*** Opening of SUPPLIED DATA ***

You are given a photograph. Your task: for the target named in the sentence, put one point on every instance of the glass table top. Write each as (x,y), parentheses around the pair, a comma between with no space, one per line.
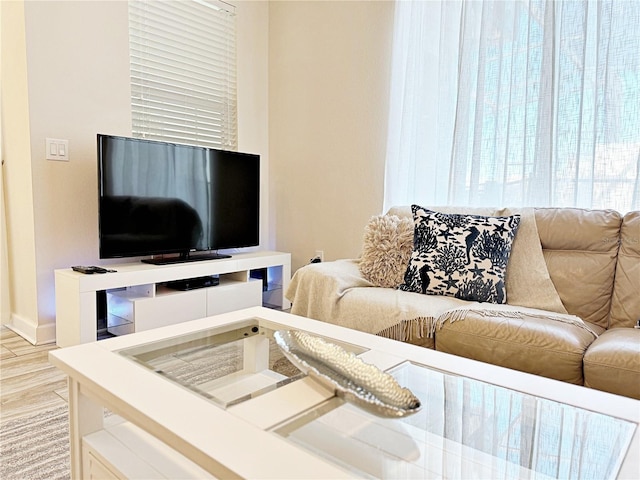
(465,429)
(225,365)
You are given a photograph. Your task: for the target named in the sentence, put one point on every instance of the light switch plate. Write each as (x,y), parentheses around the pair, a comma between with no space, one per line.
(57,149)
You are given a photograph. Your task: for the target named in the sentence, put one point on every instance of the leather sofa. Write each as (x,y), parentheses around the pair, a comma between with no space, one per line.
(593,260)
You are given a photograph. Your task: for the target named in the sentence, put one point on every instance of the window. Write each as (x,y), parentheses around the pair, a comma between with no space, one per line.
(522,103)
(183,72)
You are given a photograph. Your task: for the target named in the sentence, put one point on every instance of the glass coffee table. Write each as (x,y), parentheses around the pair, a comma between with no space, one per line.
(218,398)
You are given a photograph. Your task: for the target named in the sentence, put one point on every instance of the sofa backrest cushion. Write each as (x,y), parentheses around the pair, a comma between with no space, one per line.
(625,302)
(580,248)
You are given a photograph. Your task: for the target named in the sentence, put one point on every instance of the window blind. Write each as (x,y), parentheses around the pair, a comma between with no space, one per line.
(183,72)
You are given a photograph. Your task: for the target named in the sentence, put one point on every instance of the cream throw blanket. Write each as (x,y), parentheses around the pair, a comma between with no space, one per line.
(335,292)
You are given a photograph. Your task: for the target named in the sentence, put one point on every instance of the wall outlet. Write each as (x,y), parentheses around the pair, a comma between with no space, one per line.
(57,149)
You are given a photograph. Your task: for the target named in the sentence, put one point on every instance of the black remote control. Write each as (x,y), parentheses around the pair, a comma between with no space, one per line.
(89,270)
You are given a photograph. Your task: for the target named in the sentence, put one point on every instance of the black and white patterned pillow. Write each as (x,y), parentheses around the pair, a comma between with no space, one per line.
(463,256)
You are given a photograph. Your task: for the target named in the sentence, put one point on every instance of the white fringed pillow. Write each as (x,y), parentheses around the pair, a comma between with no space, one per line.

*** Close of SUPPLIED DATA ***
*** Opening of SUPPLIED DATA ***

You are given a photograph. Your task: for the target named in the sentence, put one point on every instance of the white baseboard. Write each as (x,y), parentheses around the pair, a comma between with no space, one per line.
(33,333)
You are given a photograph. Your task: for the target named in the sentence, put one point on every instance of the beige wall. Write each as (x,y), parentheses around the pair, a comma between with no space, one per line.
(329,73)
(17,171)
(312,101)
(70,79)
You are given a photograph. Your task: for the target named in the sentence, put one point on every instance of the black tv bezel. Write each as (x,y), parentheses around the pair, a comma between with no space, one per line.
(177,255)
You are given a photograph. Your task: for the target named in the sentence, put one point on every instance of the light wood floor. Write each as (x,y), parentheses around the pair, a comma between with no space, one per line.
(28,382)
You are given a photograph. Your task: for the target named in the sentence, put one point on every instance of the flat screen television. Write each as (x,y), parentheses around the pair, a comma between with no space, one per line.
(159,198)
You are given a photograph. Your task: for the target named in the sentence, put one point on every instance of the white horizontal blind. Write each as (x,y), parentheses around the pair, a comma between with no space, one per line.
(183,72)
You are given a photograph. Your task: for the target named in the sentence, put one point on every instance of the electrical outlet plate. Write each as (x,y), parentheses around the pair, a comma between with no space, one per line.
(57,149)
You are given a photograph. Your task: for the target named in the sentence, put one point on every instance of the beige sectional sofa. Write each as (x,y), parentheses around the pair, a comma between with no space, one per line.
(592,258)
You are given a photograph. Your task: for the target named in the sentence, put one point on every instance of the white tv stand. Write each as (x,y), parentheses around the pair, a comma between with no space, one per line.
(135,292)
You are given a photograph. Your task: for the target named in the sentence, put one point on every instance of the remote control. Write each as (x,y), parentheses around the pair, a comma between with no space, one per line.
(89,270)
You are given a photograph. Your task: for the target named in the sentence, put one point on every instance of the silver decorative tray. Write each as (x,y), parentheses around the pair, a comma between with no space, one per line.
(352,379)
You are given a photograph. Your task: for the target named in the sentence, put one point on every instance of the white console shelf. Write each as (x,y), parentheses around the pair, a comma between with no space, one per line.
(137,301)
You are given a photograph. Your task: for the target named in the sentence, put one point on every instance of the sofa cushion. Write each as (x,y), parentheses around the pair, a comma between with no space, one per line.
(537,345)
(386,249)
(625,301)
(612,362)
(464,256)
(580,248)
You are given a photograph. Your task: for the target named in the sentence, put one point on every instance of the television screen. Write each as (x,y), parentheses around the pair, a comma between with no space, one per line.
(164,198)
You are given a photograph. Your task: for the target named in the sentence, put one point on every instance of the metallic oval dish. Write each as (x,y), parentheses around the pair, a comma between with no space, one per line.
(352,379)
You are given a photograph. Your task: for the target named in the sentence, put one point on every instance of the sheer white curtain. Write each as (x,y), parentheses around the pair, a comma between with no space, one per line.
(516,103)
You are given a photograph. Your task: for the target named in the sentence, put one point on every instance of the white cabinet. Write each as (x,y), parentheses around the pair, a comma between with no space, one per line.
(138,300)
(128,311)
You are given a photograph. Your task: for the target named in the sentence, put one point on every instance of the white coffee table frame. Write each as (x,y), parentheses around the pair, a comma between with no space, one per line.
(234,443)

*** Close of SUPPLIED DATA ***

- [WHAT YOU SHOULD DO]
The reply should consist solely of the lines above from the one that has "of the cream" through the one that has "the white fringed", reproduced exactly.

- [TASK ANSWER]
You are given a photograph. Your task: for the target named in the sentence, put one point on every instance of the cream throw blanket. Write each as (x,y), parentheses around the pair, a comma between with no space, one per line.
(335,292)
You are given a photograph. Your task: for the target named in the sentence, put one point on every instance of the wall outlet. Write each as (x,y), parentheses around the pair, a comma between with no space, one per line.
(57,149)
You are given a photograph. Your task: for the target named in the sentence, put one point on every instance of the black remote control. Write each as (x,y), parentheses around the pair, a comma between with no space, one per line.
(89,270)
You are given a photograph. Your task: for the target named in the sentence, put one point on every instance of the black and white patterned pillow. Write each as (x,y), parentheses around the pair, a comma between with no space, one per line.
(463,256)
You are given a photograph. Your task: for the target named in the sentence, put one point on every instance of the white fringed pillow. Write each as (x,y), parentheses around the pair, a comma between with no space, one per line.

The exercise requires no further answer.